Task objective —
Reproduce, without any change, the span of lines from the opening of the records below to the line containing "Q: For each instance of the interior", inclusive.

Given data —
------------------------------

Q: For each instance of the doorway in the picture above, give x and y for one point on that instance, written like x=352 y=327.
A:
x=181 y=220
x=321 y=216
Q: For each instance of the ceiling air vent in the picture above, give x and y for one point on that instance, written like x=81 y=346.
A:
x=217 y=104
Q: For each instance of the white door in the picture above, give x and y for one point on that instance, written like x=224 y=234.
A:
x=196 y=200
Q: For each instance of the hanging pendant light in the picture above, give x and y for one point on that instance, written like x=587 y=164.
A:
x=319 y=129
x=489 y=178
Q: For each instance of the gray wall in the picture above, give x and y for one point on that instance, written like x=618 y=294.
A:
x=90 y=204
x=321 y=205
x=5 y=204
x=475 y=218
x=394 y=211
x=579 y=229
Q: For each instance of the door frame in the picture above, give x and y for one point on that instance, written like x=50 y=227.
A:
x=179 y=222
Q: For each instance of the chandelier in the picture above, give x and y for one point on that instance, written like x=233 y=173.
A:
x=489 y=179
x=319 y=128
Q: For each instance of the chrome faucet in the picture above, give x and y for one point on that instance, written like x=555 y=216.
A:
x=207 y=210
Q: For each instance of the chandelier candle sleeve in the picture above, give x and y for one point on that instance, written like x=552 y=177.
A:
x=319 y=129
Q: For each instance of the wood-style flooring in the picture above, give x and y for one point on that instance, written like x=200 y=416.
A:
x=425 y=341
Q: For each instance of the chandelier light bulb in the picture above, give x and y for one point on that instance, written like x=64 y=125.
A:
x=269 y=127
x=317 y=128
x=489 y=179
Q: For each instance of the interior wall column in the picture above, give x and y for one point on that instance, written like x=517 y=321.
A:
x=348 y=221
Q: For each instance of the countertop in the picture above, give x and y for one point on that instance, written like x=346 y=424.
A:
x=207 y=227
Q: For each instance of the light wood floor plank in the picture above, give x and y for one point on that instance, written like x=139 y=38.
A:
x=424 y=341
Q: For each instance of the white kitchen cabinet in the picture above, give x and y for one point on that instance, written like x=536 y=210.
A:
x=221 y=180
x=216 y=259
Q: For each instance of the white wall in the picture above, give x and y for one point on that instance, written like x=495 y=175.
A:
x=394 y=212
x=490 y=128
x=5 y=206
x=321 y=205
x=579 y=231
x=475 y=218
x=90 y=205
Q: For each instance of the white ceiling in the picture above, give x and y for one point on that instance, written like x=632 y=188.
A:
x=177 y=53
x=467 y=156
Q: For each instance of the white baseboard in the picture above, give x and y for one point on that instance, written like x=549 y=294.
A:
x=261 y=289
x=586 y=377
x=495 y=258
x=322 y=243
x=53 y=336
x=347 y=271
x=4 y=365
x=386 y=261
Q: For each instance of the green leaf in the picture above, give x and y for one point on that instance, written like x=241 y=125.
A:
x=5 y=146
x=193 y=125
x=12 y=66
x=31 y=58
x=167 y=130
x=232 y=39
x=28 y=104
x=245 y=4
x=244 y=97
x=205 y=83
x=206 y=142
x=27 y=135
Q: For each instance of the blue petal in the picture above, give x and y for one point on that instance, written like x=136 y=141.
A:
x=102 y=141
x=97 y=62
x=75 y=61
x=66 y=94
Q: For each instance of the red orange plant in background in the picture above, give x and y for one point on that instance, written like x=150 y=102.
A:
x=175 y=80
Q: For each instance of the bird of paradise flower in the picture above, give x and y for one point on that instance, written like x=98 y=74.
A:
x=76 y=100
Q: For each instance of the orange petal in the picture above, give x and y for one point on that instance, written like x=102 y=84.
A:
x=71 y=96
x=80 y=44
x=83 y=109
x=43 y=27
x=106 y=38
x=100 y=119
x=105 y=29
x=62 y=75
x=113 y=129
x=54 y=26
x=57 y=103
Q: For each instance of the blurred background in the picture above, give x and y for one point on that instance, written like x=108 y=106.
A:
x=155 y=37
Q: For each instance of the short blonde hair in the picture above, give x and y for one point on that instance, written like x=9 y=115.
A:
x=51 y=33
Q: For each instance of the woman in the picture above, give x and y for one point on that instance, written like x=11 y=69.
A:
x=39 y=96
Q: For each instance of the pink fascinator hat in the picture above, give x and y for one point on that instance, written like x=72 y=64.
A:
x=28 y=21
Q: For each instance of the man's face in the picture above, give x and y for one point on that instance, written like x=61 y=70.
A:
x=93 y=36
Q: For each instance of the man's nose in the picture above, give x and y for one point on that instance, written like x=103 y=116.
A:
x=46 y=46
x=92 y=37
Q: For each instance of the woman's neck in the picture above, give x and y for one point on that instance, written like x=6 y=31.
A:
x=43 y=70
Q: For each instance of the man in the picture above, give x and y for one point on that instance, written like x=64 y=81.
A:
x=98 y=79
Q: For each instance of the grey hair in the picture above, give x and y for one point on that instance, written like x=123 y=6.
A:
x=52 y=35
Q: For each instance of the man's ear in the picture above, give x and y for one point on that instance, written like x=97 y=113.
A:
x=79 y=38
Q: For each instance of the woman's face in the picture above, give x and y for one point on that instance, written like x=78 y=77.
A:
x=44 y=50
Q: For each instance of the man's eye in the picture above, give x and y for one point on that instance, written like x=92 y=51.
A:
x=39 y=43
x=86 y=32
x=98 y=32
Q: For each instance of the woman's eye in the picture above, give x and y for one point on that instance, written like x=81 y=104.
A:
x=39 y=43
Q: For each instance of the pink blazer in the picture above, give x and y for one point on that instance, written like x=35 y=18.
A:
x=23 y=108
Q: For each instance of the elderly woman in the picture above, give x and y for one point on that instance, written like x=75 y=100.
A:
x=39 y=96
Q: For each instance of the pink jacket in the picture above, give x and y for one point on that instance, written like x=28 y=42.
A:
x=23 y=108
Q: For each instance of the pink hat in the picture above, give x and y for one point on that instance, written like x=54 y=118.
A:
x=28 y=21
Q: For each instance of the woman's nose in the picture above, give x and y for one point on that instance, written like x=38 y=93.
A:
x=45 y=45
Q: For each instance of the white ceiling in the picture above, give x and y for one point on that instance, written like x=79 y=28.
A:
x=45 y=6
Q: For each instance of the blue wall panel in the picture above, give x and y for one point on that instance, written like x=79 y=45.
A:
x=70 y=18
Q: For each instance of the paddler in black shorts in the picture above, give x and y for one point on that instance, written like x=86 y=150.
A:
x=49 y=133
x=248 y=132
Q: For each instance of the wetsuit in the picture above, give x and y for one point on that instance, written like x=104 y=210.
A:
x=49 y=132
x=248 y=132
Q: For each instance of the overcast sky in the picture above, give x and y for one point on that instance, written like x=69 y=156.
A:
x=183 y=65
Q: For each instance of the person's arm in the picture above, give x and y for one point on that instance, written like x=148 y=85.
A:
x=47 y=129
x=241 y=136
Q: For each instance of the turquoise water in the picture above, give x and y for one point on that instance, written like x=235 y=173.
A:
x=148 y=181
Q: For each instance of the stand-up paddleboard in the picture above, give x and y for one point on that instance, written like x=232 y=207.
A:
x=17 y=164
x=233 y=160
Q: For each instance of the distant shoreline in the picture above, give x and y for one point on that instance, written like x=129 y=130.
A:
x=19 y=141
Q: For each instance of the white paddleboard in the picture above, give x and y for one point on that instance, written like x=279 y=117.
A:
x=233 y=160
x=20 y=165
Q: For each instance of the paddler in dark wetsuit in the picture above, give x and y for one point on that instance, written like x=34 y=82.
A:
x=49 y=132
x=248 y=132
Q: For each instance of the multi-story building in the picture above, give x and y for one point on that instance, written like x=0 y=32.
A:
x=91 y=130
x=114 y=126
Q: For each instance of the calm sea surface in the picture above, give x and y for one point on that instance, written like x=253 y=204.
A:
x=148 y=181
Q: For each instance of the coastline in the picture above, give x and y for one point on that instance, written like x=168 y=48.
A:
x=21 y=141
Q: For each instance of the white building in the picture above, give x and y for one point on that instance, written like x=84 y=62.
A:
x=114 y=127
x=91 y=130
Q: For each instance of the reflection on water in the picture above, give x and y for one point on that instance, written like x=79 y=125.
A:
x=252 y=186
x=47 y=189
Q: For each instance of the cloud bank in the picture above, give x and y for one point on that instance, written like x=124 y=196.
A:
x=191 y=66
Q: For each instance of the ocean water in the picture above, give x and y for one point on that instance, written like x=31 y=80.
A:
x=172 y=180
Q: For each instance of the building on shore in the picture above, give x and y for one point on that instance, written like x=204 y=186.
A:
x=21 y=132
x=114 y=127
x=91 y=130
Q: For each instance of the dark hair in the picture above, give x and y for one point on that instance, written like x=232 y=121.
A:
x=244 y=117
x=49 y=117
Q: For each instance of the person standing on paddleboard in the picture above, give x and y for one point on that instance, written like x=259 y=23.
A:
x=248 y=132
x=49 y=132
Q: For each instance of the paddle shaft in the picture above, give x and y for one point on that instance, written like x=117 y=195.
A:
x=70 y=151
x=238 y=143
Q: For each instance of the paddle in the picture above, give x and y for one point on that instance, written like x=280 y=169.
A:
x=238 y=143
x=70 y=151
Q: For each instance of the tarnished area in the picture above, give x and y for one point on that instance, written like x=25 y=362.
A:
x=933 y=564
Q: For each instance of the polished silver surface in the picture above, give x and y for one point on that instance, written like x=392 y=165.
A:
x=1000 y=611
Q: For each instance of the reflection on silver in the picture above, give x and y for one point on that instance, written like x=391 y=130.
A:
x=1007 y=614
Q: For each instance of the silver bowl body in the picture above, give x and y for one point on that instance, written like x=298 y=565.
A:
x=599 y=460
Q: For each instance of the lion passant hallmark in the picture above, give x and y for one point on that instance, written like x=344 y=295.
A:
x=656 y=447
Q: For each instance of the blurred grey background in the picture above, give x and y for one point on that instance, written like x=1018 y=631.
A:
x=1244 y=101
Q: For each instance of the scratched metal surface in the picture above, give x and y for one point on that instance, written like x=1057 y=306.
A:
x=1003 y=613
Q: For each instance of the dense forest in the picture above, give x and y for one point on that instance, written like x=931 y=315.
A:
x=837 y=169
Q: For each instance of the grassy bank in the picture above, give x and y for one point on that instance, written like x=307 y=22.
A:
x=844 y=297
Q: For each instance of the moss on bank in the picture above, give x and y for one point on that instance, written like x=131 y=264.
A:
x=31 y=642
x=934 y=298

------------------------------

Solution —
Q: For each instance of the doorway in the picture above, give x and y for one point on that instance, written like x=352 y=327.
A:
x=181 y=220
x=321 y=216
Q: For each instance of the ceiling air vent in the picture above, give x and y for one point on that instance, written like x=81 y=346.
A:
x=217 y=104
Q: For each instance of the white door in the picture above, give x and y for one point on that instance, written like x=224 y=234.
A:
x=196 y=200
Q: For each instance of the hanging pendant light in the picture above, give x and y for one point on that instance, written like x=587 y=164.
A:
x=319 y=129
x=489 y=178
Q: For each instance of the gray wall in the picture above, give x and y for one point on that instance, written like x=618 y=294.
A:
x=90 y=204
x=321 y=205
x=5 y=204
x=475 y=218
x=394 y=211
x=579 y=229
Q: For each instance of the door frame in the picture above, give x and y for one point on that instance, written like x=50 y=227.
A:
x=179 y=222
Q: For each instance of the chandelier in the picture above, give x and y for one point on that instance, written like x=233 y=173.
A:
x=489 y=179
x=319 y=128
Q: For each instance of the chrome faucet in the picture above, give x and y for one point on that instance, written like x=555 y=216.
A:
x=207 y=210
Q: For each instance of the chandelier candle sleeve in the picture above, give x and y for one point on that instance, written like x=552 y=177.
A:
x=319 y=129
Q: For each instance of the wood-style flooring in the picture above, give x and y for one point on that instance, written like x=200 y=416.
A:
x=425 y=341
Q: For each instance of the chandelier light bulb in the picture above, give x and y for one point on that instance, written like x=64 y=125.
A:
x=269 y=127
x=317 y=128
x=489 y=179
Q: For each instance of the interior wall column in the picture above, give x and y for one point on that instance, written like x=517 y=321.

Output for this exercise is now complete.